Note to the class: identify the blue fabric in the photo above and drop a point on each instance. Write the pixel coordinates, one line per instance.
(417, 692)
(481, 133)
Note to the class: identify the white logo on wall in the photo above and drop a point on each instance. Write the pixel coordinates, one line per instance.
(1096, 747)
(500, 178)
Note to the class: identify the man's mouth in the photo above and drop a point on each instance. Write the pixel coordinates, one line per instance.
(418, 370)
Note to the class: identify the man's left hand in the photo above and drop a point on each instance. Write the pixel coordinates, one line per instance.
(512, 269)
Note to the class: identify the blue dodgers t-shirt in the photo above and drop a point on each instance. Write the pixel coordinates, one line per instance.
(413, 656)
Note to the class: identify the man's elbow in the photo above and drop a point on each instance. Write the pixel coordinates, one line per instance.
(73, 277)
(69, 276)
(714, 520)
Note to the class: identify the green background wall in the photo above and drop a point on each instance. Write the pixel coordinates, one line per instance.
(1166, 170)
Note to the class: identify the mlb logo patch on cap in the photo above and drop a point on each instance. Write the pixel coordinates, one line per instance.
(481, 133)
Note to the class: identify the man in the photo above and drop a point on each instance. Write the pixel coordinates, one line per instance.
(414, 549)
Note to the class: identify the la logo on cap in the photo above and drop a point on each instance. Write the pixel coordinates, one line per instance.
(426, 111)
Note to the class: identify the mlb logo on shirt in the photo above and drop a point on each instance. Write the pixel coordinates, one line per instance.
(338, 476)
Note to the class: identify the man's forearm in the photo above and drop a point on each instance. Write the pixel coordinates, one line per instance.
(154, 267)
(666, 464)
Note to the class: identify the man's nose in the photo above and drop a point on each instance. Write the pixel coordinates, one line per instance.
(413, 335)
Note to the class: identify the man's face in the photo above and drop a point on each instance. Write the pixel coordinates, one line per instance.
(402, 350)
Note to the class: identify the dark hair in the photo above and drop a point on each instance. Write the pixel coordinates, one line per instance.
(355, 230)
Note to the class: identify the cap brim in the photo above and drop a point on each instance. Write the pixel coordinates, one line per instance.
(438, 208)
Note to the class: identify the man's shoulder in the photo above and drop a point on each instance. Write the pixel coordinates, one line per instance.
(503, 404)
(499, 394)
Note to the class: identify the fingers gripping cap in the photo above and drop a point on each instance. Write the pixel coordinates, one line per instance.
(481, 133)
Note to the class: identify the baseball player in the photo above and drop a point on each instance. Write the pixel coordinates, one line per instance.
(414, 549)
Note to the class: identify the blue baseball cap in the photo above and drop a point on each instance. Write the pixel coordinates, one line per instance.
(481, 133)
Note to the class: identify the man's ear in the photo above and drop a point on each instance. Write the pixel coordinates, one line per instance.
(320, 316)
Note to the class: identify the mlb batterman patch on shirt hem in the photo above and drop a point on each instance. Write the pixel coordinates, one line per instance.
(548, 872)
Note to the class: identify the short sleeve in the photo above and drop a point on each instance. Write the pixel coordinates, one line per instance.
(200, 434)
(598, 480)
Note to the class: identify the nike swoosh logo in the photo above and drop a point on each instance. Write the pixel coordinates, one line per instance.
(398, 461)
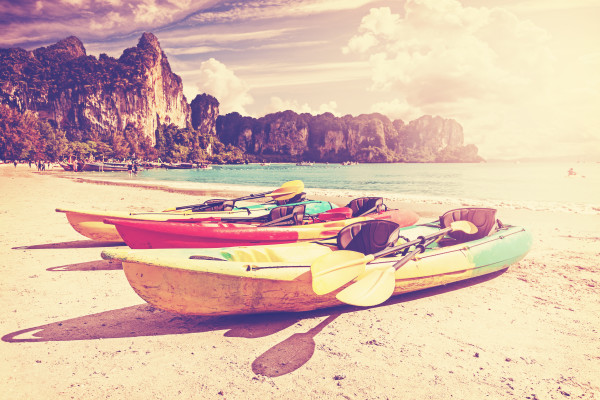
::::::
### [Exercise directions]
How many lines in the data above contain the word "wall"? Reply with the number alone.

### [Result]
2